● **ENTRIES SUPPLIED**:
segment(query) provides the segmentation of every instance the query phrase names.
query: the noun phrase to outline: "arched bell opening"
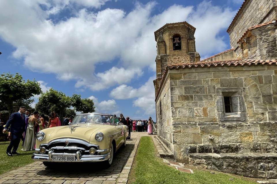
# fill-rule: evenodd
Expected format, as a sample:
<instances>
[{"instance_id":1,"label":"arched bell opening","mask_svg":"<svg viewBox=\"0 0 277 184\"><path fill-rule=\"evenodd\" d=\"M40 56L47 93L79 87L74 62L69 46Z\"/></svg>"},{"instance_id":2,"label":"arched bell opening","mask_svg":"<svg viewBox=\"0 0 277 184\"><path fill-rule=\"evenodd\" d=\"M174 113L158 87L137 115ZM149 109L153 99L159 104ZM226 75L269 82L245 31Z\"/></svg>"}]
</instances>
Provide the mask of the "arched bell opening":
<instances>
[{"instance_id":1,"label":"arched bell opening","mask_svg":"<svg viewBox=\"0 0 277 184\"><path fill-rule=\"evenodd\" d=\"M175 34L173 37L173 50L181 50L181 36L179 34Z\"/></svg>"}]
</instances>

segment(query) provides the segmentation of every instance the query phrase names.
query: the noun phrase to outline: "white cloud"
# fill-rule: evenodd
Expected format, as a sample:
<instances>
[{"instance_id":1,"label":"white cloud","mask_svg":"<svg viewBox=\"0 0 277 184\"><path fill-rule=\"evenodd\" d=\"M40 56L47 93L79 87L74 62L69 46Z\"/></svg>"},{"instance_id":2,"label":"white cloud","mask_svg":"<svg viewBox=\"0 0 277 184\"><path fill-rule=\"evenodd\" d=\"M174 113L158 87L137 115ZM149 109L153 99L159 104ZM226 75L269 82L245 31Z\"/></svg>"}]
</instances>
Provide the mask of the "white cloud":
<instances>
[{"instance_id":1,"label":"white cloud","mask_svg":"<svg viewBox=\"0 0 277 184\"><path fill-rule=\"evenodd\" d=\"M93 96L89 97L89 98L93 101L96 108L95 112L96 112L111 113L112 112L112 114L115 114L114 112L118 109L116 102L113 99L104 100L99 102L98 99Z\"/></svg>"},{"instance_id":2,"label":"white cloud","mask_svg":"<svg viewBox=\"0 0 277 184\"><path fill-rule=\"evenodd\" d=\"M153 84L155 76L149 78L145 84L137 89L125 85L121 85L112 90L110 95L116 99L136 98L133 101L133 106L140 108L145 115L153 116L156 111L155 88ZM137 112L139 111L136 111Z\"/></svg>"},{"instance_id":3,"label":"white cloud","mask_svg":"<svg viewBox=\"0 0 277 184\"><path fill-rule=\"evenodd\" d=\"M187 20L196 27L196 50L201 55L227 47L218 35L235 13L229 9L204 1L196 7L174 5L154 16L155 2L136 3L128 14L119 9L88 10L107 1L1 1L0 36L16 48L13 56L24 60L30 69L73 79L76 87L92 90L126 84L139 77L146 67L154 69L153 33L166 23ZM57 21L49 18L66 8L74 12L71 17ZM116 58L120 68L109 63ZM96 64L104 63L107 64L98 65L103 72L96 70Z\"/></svg>"},{"instance_id":4,"label":"white cloud","mask_svg":"<svg viewBox=\"0 0 277 184\"><path fill-rule=\"evenodd\" d=\"M213 6L211 1L205 1L199 4L195 10L188 21L196 28L194 34L196 50L202 56L201 59L210 56L211 53L227 49L229 44L218 35L221 31L227 29L235 12L229 8L222 9Z\"/></svg>"},{"instance_id":5,"label":"white cloud","mask_svg":"<svg viewBox=\"0 0 277 184\"><path fill-rule=\"evenodd\" d=\"M111 110L116 108L116 103L113 99L107 101L104 100L99 103L99 107L104 110Z\"/></svg>"},{"instance_id":6,"label":"white cloud","mask_svg":"<svg viewBox=\"0 0 277 184\"><path fill-rule=\"evenodd\" d=\"M143 72L139 68L126 70L123 68L113 67L104 72L96 74L95 80L100 82L91 84L87 80L83 79L77 81L75 87L85 86L93 91L100 91L115 85L129 83L135 76L138 77L143 74Z\"/></svg>"}]
</instances>

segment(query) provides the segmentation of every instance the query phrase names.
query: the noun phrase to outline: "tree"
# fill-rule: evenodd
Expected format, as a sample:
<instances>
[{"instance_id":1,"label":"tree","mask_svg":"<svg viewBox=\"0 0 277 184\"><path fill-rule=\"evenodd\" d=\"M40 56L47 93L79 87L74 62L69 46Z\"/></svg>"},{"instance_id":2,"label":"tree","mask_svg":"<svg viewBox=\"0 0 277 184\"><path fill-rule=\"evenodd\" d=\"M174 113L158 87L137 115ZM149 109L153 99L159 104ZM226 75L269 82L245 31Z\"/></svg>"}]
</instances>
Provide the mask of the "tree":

● **GIVEN TASK**: State how many lines of the listing above contain the string "opening". Give only the number.

● **TASK RESPONSE**: 4